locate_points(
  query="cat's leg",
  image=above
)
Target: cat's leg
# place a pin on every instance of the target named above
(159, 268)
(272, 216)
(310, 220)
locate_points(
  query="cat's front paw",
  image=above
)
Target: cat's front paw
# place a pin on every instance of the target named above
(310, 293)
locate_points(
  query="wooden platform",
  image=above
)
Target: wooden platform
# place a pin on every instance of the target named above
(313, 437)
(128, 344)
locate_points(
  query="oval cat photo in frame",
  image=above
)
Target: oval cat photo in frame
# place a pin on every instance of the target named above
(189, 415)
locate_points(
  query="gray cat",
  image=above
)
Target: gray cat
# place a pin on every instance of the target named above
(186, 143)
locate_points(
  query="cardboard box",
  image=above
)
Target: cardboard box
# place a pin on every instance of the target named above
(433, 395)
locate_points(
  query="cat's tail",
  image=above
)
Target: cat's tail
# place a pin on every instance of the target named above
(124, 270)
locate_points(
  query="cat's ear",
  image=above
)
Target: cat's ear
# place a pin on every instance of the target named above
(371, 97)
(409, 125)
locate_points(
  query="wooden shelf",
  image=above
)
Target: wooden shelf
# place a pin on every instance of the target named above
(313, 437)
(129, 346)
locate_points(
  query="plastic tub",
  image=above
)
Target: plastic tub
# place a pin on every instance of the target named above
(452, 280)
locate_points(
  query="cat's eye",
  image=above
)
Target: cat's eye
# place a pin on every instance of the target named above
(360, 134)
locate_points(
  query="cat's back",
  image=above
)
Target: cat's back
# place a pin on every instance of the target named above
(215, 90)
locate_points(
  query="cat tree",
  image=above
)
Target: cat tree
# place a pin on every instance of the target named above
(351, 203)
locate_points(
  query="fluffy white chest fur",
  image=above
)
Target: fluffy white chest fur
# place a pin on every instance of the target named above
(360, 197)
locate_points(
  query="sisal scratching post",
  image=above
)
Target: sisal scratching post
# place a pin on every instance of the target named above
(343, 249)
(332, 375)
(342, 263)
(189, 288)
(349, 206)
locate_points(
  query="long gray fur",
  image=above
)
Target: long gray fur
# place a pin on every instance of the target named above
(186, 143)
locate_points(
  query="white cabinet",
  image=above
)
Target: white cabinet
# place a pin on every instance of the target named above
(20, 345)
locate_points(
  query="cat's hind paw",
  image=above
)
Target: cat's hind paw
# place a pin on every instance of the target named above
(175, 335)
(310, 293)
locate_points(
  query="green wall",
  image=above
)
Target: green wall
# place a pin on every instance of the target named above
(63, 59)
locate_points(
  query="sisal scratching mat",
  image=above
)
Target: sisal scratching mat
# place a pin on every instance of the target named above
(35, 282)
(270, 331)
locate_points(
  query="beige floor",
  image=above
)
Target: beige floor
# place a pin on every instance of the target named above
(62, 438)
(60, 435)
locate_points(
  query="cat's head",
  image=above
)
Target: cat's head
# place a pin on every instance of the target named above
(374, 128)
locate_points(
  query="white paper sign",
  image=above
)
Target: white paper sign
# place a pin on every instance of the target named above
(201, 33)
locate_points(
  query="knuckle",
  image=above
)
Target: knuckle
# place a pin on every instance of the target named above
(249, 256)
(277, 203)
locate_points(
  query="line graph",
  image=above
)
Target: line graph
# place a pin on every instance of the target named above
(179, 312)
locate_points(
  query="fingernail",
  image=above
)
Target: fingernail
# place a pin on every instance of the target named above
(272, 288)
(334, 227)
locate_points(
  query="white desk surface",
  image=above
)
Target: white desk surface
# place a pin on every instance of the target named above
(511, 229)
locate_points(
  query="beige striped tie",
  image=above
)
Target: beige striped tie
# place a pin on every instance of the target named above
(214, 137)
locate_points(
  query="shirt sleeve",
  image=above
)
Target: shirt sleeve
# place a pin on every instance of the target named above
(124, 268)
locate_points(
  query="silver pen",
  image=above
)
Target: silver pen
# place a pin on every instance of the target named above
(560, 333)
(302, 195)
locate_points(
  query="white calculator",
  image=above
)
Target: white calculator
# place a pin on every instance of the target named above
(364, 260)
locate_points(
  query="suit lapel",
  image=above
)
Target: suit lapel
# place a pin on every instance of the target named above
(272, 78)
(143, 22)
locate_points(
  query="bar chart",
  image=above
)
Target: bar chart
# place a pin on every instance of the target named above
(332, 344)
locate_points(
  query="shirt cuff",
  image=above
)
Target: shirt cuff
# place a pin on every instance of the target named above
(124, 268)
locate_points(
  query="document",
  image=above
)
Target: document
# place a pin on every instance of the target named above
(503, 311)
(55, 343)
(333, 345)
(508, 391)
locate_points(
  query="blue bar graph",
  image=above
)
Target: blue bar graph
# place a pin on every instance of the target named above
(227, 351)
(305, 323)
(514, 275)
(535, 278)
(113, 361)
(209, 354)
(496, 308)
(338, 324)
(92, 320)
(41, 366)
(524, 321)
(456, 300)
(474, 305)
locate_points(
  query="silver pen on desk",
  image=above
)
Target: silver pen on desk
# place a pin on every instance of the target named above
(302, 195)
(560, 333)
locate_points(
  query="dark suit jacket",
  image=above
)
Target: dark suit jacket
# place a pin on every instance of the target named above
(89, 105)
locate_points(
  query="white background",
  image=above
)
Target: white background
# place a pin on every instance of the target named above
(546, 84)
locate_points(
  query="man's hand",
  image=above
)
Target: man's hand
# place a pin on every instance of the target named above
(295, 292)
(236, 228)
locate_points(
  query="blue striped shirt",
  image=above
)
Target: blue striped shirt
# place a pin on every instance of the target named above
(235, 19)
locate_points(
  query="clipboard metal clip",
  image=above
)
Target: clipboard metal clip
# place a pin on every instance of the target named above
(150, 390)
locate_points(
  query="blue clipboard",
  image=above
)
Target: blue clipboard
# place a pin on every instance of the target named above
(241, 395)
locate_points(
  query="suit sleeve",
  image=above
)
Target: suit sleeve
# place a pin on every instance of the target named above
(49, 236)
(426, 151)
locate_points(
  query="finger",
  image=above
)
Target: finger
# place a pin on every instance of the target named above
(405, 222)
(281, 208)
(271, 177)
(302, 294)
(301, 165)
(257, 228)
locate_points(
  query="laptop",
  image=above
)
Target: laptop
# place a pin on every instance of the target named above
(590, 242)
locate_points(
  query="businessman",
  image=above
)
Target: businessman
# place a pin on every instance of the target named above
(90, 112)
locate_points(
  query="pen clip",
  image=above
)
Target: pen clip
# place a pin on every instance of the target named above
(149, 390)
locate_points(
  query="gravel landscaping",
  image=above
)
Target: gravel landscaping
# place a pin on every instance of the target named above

-------------------------

Exercise description
Copy the material above verbatim.

Task output
locate_points(
  query="cat's leg",
  image=above
)
Target: cat's leg
# place a pin on every instance of the target named above
(159, 268)
(272, 216)
(310, 220)
locate_points(
  query="cat's front paw",
  image=above
)
Target: cat's front paw
# place a pin on every instance of the target named above
(310, 293)
locate_points(
  query="wooden platform",
  image=above
)
Target: wooden platform
# place a pin on every instance of the target named above
(313, 437)
(128, 344)
locate_points(
  query="oval cat photo in frame",
  image=above
)
Target: oval cat photo in frame
# place a pin on every instance of the target named above
(189, 415)
locate_points(
  query="gray cat",
  image=above
)
Target: gray cat
# place a pin on every instance of the target named above
(186, 143)
locate_points(
  query="cardboard box",
  image=above
)
Target: cardboard box
# place a pin on every instance of the target named above
(433, 395)
locate_points(
  query="cat's tail",
  image=above
)
Target: cat's tail
# place a pin on every instance of the target named above
(124, 270)
locate_points(
  query="cat's ear",
  image=above
)
Target: cat's ear
# place a pin on every instance of the target named above
(371, 97)
(409, 125)
locate_points(
  query="wooden shelf",
  image=above
)
Target: wooden shelf
# place a pin on every instance of the target named above
(313, 437)
(129, 346)
locate_points(
  query="plastic tub",
  image=above
)
Target: plastic tub
# place a pin on every instance of the target named above
(452, 280)
locate_points(
  query="cat's eye",
  image=above
)
Target: cat's eye
# place a pin on every instance of the target named above
(360, 134)
locate_points(
  query="cat's back",
  image=above
)
Target: cat's back
# place a pin on every instance of the target named above
(215, 90)
locate_points(
  query="cat tree",
  image=above
)
Target: cat tree
# place a pin on every instance of the target named above
(351, 203)
locate_points(
  query="fluffy white chest fur",
  image=above
)
Target: fluffy white chest fur
# place a pin on every instance of the target named above
(360, 197)
locate_points(
  query="sisal scratching post",
  image=above
)
Target: sisal scratching post
# place a pin on every instance of the target named above
(343, 249)
(332, 375)
(342, 263)
(189, 288)
(349, 206)
locate_points(
  query="long gray fur",
  image=above
)
Target: long gray fur
# place a pin on every instance of the target named above
(186, 143)
locate_points(
  query="white cabinet",
  image=above
)
Target: white cabinet
# place a pin on every instance of the target named above
(20, 345)
locate_points(
  query="cat's hind paw",
  image=above
)
Target: cat's hind paw
# place a pin on every instance of the target named above
(175, 335)
(310, 293)
locate_points(
  query="green wall",
  image=above
)
Target: green wall
# place a pin on every instance of the target named above
(63, 59)
locate_points(
  query="sisal scratching mat",
  image=above
)
Target: sisal scratching mat
# place a pin on every instance of the target named above
(35, 282)
(270, 331)
locate_points(
  query="beige floor",
  image=above
)
Target: beige floor
# place a pin on every instance of the target named above
(62, 438)
(60, 435)
locate_points(
  query="cat's head",
  image=above
)
Target: cat's head
# place a pin on every instance of the target named above
(374, 128)
locate_points(
  query="white paper sign",
  image=above
)
Target: white paper sign
# place a pin on every instance of the target named above
(201, 33)
locate_points(
  query="knuckle",
  image=above
)
Target: knuckle
# place a pin on every instance of the target named above
(249, 256)
(277, 203)
locate_points(
  query="line graph",
  image=above
)
Target: line graph
# place a pin on every instance of the target named above
(179, 312)
locate_points(
  query="fingernail",
  image=above
)
Target: fingernail
# place a pin on every instance of the target named above
(272, 288)
(334, 227)
locate_points(
  query="white desk surface",
  image=above
)
Target: white desk surface
# place a pin on every instance of the target named above
(511, 229)
locate_points(
  query="beige striped tie",
  image=above
)
Target: beige striped tie
# place a pin on every instance of the target named above
(214, 137)
locate_points(
  query="shirt sleeve",
  image=above
)
Target: shirt sleeve
# place a pin on every instance of the target named above
(124, 268)
locate_points(
  query="silver pen",
  image=above
)
Target: silver pen
# place a pin on every instance of the target named above
(560, 333)
(302, 195)
locate_points(
  query="white calculator",
  image=above
)
Target: white calculator
# place a pin on every instance of the target named above
(364, 260)
locate_points(
  query="suit lapel",
  image=above
)
Target: suit lapel
# place a pin on every instance of the target named above
(272, 78)
(143, 22)
locate_points(
  query="bar chart",
  image=above
)
Target: bar chart
# place a pin on every instance of the target named above
(332, 344)
locate_points(
  query="shirt cuff",
  image=above
)
Target: shirt cuff
# place a pin on every instance of the target named above
(124, 268)
locate_points(
  query="document",
  image=above
)
Target: document
# place a pin on every instance of the target named above
(503, 311)
(55, 343)
(333, 345)
(508, 391)
locate_points(
  query="blue bar graph",
  image=above
)
Target: blue bar graph
# place a pin on every instance of the target named above
(227, 351)
(305, 323)
(514, 275)
(535, 278)
(113, 361)
(209, 354)
(496, 308)
(338, 324)
(92, 320)
(41, 366)
(524, 321)
(456, 300)
(474, 305)
locate_points(
  query="silver pen on desk",
  image=above
)
Target: silver pen on desk
# place a pin on every instance of the target named above
(302, 195)
(560, 333)
locate_points(
  query="dark suit jacket",
  image=above
)
Target: dark suit jacket
# place a pin on every instance of the target named above
(89, 105)
locate_points(
  query="white background",
  image=above
)
Target: white background
# place a pin on every instance of the target named above
(546, 84)
locate_points(
  query="man's hand",
  image=above
)
Target: man's hand
# place a pin on every instance of the target named above
(295, 292)
(236, 228)
locate_points(
  query="blue striped shirt",
  image=above
)
Target: blue striped shirt
# place a pin on every instance of the target named above
(235, 19)
locate_points(
  query="clipboard metal clip",
  image=above
)
Target: clipboard metal clip
# place a pin on every instance of the target named above
(150, 390)
locate_points(
  query="blue clipboard",
  image=above
)
Target: blue clipboard
# place a pin on every instance of the target named above
(241, 395)
locate_points(
  query="suit sleeve",
  image=above
)
Target: suit sleeve
# place a pin on every instance of the target named above
(49, 236)
(426, 151)
locate_points(
  query="finger",
  image=above
)
Target: finger
# place a pin on every instance of the target named above
(405, 222)
(281, 208)
(271, 177)
(302, 294)
(301, 165)
(257, 228)
locate_points(
  query="laptop",
  image=above
)
Target: laptop
# place a pin on every instance of the target named above
(590, 242)
locate_points(
  query="businessman",
  image=above
)
Target: businessman
# place a pin on every instance of the target named above
(90, 112)
locate_points(
  query="pen clip",
  image=above
)
Target: pen clip
# place a pin on every instance of the target named above
(149, 390)
locate_points(
  query="gravel landscaping",
  image=above
)
Target: gravel landscaping
# place a pin on every instance of the target named above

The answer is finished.